Source information -
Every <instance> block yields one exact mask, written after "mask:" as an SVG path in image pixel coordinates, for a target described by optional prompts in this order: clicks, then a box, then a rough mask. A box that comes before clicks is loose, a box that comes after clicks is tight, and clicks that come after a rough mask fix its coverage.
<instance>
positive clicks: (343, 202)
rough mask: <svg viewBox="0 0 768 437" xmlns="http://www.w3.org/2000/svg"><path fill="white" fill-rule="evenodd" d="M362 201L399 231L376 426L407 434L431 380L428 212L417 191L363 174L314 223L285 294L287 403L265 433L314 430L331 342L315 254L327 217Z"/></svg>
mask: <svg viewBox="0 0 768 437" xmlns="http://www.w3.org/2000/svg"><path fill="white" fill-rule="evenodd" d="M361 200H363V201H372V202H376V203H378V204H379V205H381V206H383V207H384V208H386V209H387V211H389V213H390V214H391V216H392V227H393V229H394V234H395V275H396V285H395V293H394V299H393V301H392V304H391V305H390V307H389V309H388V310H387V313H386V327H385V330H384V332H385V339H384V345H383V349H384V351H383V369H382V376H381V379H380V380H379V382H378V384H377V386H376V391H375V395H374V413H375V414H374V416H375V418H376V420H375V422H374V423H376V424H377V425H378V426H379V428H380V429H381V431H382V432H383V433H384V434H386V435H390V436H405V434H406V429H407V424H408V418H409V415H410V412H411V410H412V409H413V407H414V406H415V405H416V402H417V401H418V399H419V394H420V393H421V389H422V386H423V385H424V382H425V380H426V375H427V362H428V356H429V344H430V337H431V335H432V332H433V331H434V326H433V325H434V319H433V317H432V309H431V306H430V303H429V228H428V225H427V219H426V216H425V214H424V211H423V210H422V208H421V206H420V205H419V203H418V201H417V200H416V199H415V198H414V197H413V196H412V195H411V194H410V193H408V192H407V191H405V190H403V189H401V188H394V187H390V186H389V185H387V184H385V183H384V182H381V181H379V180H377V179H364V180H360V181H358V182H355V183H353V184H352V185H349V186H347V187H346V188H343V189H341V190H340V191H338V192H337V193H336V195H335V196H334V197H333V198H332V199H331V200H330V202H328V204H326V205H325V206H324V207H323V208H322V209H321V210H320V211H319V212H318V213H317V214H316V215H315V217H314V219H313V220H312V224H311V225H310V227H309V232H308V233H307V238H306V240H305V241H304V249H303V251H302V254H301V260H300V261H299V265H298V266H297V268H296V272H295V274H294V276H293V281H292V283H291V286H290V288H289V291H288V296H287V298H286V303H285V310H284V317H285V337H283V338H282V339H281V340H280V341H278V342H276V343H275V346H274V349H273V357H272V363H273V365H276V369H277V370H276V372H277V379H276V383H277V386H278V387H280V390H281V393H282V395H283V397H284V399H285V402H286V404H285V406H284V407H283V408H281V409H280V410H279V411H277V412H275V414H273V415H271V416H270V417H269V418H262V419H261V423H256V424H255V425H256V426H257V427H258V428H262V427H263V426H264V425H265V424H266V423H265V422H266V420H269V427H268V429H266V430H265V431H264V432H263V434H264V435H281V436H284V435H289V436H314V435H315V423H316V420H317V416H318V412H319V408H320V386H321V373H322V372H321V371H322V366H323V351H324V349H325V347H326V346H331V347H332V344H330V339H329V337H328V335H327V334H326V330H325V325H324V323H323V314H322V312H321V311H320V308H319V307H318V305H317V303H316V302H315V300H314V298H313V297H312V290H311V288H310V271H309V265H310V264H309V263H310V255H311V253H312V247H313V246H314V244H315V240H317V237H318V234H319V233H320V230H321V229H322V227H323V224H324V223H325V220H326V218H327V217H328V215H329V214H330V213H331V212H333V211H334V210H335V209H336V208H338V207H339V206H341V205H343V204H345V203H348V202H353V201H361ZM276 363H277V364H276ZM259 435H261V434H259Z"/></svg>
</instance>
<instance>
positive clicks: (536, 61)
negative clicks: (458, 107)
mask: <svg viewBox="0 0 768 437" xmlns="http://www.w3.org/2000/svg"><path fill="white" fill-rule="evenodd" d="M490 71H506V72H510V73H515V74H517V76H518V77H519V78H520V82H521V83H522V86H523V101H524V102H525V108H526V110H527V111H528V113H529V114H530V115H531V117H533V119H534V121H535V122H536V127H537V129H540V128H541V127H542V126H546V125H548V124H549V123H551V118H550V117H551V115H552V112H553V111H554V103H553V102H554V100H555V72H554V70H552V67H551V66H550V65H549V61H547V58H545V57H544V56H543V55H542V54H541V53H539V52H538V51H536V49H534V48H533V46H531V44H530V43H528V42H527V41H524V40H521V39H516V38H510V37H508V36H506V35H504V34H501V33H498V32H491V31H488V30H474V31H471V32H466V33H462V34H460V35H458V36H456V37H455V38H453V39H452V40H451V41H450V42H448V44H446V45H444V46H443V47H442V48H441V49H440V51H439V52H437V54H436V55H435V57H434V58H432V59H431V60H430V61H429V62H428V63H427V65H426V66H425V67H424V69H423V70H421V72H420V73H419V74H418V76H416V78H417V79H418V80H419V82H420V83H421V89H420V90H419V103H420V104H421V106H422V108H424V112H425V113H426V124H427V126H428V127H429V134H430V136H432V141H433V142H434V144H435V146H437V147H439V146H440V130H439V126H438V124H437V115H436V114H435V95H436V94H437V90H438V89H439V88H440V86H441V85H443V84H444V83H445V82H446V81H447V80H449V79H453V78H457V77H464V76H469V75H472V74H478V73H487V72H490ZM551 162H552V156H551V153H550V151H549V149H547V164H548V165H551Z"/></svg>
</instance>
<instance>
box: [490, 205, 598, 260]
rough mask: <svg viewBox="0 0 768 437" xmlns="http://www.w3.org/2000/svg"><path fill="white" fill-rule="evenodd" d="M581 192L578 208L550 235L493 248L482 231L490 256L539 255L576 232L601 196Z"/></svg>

Try it -
Print the whole listing again, exactly.

Response box -
Every <instance> block yields one exact mask, written after "mask:" as an SVG path in image pixel coordinates, for a target described by optional prompts in this order: clicks, then a box, then a rough mask. A box that comes before clicks is loose, a box that comes after clicks is tight, and clicks that come after a rough mask fix its coverage.
<instance>
positive clicks: (343, 202)
rough mask: <svg viewBox="0 0 768 437" xmlns="http://www.w3.org/2000/svg"><path fill="white" fill-rule="evenodd" d="M362 201L399 231L376 426L407 434L431 380L428 212L417 191L363 174L314 223L285 294L287 403L265 433L314 430L331 342L315 254L327 217Z"/></svg>
mask: <svg viewBox="0 0 768 437" xmlns="http://www.w3.org/2000/svg"><path fill="white" fill-rule="evenodd" d="M361 200H363V201H372V202H376V203H378V204H379V205H381V206H383V207H384V208H386V209H387V211H389V213H390V214H391V216H392V227H393V229H394V234H395V275H396V285H395V293H394V299H393V301H392V304H391V305H390V307H389V309H388V310H387V313H386V327H385V330H384V332H385V339H384V345H383V349H384V351H383V369H382V376H381V379H380V380H379V382H378V384H377V386H376V391H375V395H374V413H375V414H374V416H375V418H376V420H375V422H374V423H376V424H377V425H378V426H379V428H380V429H381V431H382V432H383V433H384V434H386V435H390V436H405V434H406V429H407V424H408V418H409V415H410V412H411V410H412V409H413V407H414V406H415V405H416V402H417V401H418V399H419V394H420V393H421V389H422V386H423V385H424V382H425V380H426V375H427V362H428V356H429V344H430V337H431V335H432V332H433V331H434V326H433V325H434V319H433V317H432V309H431V306H430V303H429V228H428V225H427V219H426V216H425V214H424V211H423V210H422V208H421V206H420V205H419V203H418V201H417V200H416V199H415V198H414V197H413V196H412V195H411V194H410V193H408V192H407V191H405V190H403V189H401V188H394V187H390V186H389V185H387V184H385V183H384V182H381V181H379V180H377V179H364V180H360V181H358V182H355V183H353V184H352V185H349V186H347V187H346V188H343V189H341V190H340V191H338V192H337V193H336V195H335V196H334V197H333V198H332V199H331V200H330V202H328V204H326V205H325V206H324V207H323V208H322V209H321V210H320V211H319V212H318V213H317V214H316V215H315V217H314V219H313V220H312V224H311V225H310V227H309V232H308V233H307V238H306V240H305V241H304V249H303V251H302V254H301V260H300V261H299V265H298V266H297V268H296V272H295V274H294V276H293V281H292V283H291V286H290V288H289V291H288V296H287V298H286V303H285V310H284V317H285V337H283V338H282V339H281V340H280V341H278V342H276V343H275V346H274V349H273V357H272V363H273V365H276V369H277V370H276V372H277V379H276V383H277V386H278V387H280V390H281V393H282V395H283V397H284V399H285V402H286V404H285V406H284V407H283V408H281V409H280V410H279V411H277V412H275V414H273V415H271V416H270V417H269V418H262V419H261V423H256V424H255V425H256V426H257V427H258V428H262V427H263V426H264V425H265V424H266V423H265V422H266V420H269V427H268V429H266V430H265V431H264V432H263V434H264V435H281V436H284V435H289V436H314V435H315V423H316V420H317V416H318V412H319V408H320V386H321V373H322V372H321V371H322V366H323V351H324V349H325V347H326V346H331V347H332V344H330V339H329V337H328V335H327V334H326V330H325V325H324V323H323V314H322V312H321V311H320V308H319V307H318V305H317V303H316V302H315V300H314V298H313V297H312V290H311V288H310V271H309V265H310V264H309V263H310V255H311V253H312V247H313V246H314V244H315V240H317V237H318V234H319V233H320V230H321V229H322V227H323V224H324V223H325V220H326V218H327V217H328V215H329V214H330V213H331V212H333V211H334V210H335V209H336V208H338V207H339V206H341V205H343V204H345V203H348V202H353V201H361ZM276 363H277V364H276ZM259 435H261V434H259Z"/></svg>
</instance>
<instance>
positive clicks: (536, 61)
negative clicks: (458, 107)
mask: <svg viewBox="0 0 768 437" xmlns="http://www.w3.org/2000/svg"><path fill="white" fill-rule="evenodd" d="M490 71H506V72H510V73H515V74H517V76H518V77H519V78H520V82H521V83H522V86H523V101H524V102H525V108H526V110H527V111H528V113H529V114H530V115H531V117H533V119H534V121H535V122H536V127H537V129H540V128H541V127H542V126H546V125H548V124H549V123H551V118H550V117H551V115H552V112H553V111H554V103H553V102H554V100H555V72H554V70H552V67H551V66H550V65H549V61H547V58H545V57H544V56H543V55H542V54H541V53H539V52H538V51H536V49H534V48H533V46H531V44H530V43H528V42H527V41H524V40H521V39H516V38H510V37H508V36H506V35H504V34H501V33H498V32H491V31H488V30H474V31H471V32H466V33H462V34H460V35H458V36H456V37H455V38H453V39H452V40H451V41H450V42H448V44H446V45H444V46H443V47H442V48H441V49H440V51H439V52H437V54H436V55H435V57H434V58H432V59H431V60H430V61H429V62H428V63H427V65H426V66H425V67H424V69H423V70H421V72H420V73H419V74H418V76H416V78H417V79H418V80H419V82H420V83H421V89H420V90H419V103H420V104H421V106H422V108H424V112H425V113H426V124H427V126H428V127H429V134H430V136H432V141H433V142H434V144H435V146H437V147H439V146H440V130H439V126H438V124H437V115H436V114H435V95H436V94H437V90H438V89H439V88H440V86H441V85H443V84H444V83H445V82H446V81H447V80H449V79H453V78H457V77H464V76H469V75H472V74H478V73H487V72H490ZM551 162H552V156H551V153H550V151H549V149H547V164H548V165H551Z"/></svg>
</instance>
<instance>
box: [490, 205, 598, 260]
rough mask: <svg viewBox="0 0 768 437" xmlns="http://www.w3.org/2000/svg"><path fill="white" fill-rule="evenodd" d="M581 192L578 208L550 235L493 248L482 231L490 256L539 255L576 232L601 196Z"/></svg>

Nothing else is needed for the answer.